SELECTED EXTRACT:
With the ongoing financial turmoil in Europe, many emerging market countries are now deemed less risky than so-called “advanced” countries. This column examines why this is the case and finds that the cyclicality of a country’s fiscal policy – a sign of its riskiness – is inversely correlated with the quality of the country’s institutions.

Fiscal policy is taking centre stage. Among advanced countries, the news is bad; Europe’s periphery teeters, the UK slashes, the US deadlocks, Japan muddles. But in the rest of the world there is good news. In an historic reversal, many emerging market and developing countries have over the last decade achieved a countercyclical fiscal policy.

In the past, developing countries tended to follow procyclical fiscal policy. They increased spending (or cut taxes) during periods of expansion and cut spending (or raised taxes) during periods of recession. Many authors have documented that fiscal policy has tended to be procyclical in developing countries, in comparison with a pattern among industrialised countries that has been by and large countercyclical (Gavin and Perotti 1997, Tornell and Lane 1999, Kaminsky et al. 2004, Talvi and Végh 2005, Mendoza and Oviedo 2006, Alesina et al. 2008, and Ilzetski and Végh 2008).

STORED ROWS:
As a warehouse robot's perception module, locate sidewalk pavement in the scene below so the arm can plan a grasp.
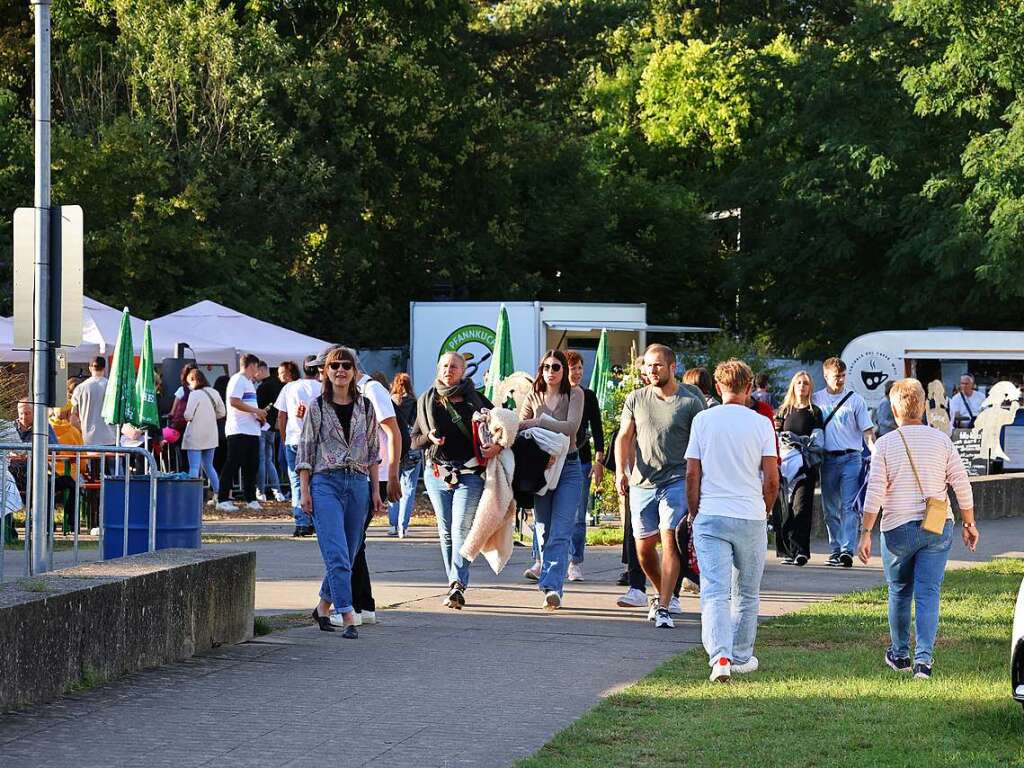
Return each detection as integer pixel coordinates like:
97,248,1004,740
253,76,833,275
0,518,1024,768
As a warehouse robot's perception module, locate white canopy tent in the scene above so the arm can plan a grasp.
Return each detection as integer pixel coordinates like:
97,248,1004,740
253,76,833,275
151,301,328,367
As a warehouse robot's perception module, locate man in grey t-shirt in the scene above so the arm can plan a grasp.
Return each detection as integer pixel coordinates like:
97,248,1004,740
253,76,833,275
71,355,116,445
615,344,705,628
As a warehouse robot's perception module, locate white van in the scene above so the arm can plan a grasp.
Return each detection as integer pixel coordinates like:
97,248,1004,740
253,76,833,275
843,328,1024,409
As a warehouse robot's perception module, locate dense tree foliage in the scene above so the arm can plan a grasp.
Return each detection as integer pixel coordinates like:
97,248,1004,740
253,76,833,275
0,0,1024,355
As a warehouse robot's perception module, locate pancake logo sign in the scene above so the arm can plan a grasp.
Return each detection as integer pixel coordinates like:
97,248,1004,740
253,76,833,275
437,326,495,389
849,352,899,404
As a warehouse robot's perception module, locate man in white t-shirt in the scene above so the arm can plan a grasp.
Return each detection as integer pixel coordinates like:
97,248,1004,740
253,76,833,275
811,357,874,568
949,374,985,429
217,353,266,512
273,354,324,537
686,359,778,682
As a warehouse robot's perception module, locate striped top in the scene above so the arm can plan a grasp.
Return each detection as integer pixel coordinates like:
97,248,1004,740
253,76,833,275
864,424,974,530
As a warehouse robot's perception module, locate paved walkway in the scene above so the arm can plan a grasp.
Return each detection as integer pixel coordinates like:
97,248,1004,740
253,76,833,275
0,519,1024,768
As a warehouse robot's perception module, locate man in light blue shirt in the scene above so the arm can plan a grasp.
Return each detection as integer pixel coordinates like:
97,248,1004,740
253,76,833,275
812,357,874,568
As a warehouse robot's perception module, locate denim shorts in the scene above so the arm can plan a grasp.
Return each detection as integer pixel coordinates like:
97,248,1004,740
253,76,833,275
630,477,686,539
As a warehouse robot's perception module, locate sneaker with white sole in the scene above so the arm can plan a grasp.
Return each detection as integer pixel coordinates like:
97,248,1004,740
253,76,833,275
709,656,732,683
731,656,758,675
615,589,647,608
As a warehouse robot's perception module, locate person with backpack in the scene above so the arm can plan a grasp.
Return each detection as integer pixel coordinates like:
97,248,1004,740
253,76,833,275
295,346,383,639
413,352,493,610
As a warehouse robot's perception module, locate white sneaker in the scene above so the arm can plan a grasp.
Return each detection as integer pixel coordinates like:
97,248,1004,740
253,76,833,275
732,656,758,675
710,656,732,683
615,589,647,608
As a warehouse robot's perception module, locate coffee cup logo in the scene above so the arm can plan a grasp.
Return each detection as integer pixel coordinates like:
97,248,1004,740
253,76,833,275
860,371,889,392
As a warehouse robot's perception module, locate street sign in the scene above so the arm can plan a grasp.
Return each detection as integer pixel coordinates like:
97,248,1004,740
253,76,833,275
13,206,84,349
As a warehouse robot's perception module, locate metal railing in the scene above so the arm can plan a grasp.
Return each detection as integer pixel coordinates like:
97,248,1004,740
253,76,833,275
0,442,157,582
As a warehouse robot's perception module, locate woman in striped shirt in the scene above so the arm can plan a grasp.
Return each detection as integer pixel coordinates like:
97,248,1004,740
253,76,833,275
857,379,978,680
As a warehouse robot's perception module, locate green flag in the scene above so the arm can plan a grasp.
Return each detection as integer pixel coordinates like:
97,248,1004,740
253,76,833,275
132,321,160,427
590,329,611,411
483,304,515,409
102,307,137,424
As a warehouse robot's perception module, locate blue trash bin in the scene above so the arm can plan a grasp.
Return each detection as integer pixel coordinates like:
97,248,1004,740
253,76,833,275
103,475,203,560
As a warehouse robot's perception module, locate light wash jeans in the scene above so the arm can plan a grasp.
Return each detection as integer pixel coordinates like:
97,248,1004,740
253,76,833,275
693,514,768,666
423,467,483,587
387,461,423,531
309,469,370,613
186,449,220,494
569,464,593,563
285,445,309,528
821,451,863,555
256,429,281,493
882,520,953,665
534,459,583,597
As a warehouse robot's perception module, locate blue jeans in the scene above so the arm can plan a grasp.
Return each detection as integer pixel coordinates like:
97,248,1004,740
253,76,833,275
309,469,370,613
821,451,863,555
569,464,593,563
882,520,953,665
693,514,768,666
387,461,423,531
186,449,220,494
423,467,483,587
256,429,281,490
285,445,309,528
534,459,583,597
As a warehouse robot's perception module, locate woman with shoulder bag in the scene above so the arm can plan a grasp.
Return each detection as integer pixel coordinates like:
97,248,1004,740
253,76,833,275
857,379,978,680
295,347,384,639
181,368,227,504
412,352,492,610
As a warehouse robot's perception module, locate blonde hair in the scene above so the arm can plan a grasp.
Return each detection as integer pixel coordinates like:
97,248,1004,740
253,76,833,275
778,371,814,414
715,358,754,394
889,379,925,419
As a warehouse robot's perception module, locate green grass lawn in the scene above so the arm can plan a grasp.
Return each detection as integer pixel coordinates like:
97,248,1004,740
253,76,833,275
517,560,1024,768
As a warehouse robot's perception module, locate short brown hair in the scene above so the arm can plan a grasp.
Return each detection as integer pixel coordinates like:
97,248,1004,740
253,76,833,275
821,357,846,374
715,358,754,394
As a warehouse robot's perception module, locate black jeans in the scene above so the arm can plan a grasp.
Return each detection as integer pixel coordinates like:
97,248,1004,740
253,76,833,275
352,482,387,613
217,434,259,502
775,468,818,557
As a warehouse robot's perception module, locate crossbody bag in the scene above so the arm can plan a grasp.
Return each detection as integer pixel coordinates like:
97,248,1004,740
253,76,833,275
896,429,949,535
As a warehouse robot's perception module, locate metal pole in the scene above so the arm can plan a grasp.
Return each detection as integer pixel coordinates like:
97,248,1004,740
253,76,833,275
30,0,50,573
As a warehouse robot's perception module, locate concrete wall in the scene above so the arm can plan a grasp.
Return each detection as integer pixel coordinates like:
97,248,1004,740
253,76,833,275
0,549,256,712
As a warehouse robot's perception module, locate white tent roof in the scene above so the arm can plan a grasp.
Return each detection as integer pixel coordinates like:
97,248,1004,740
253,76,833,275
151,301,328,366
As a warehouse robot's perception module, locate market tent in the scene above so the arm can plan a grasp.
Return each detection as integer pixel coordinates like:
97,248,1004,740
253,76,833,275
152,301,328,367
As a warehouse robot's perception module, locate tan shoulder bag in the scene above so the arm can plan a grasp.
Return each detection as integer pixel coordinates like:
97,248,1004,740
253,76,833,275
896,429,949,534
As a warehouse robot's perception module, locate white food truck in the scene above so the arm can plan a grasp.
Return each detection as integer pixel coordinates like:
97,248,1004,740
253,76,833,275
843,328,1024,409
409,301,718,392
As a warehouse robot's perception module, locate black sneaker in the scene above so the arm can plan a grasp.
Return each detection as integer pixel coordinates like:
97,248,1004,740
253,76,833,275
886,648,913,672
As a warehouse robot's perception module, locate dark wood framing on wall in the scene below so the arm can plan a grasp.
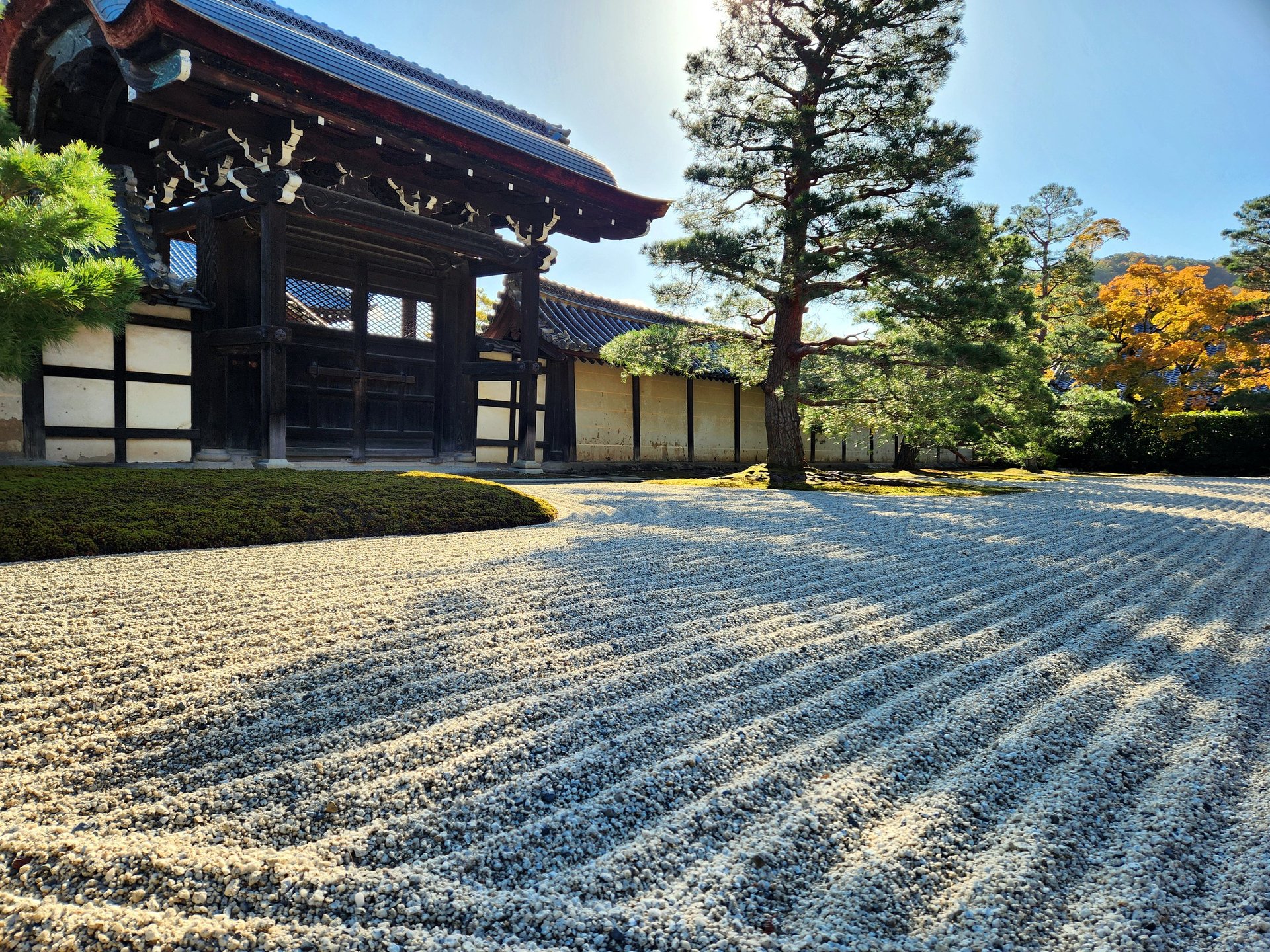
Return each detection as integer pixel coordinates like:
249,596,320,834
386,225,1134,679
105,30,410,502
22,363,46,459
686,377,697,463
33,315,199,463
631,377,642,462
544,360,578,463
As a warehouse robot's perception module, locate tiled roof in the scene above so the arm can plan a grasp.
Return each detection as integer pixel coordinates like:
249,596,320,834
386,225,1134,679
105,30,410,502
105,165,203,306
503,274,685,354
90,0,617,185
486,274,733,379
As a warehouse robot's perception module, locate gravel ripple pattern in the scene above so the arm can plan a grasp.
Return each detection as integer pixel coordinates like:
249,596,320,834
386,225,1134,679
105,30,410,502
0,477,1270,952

REQUIRED ACTIONS:
**a)** Reproduce the text on fiscal policy, starting at "With the ongoing" and ending at "the country’s institutions.".
**b)** Answer these questions on the fiscal policy text, marking each answer with the same numeral.
(i) What does the text say the cyclicality of a country's fiscal policy is inversely correlated with?
(ii) Over what period have many emerging market and developing countries achieved a countercyclical fiscal policy?
(iii) In the past, what did developing countries do during periods of recession?

THE ANSWERS:
**a)**
With the ongoing financial turmoil in Europe, many emerging market countries are now deemed less risky than so-called “advanced” countries. This column examines why this is the case and finds that the cyclicality of a country’s fiscal policy – a sign of its riskiness – is inversely correlated with the quality of the country’s institutions.

**b)**
(i) The quality of the country's institutions.
(ii) Over the last decade.
(iii) They cut spending (or raised taxes).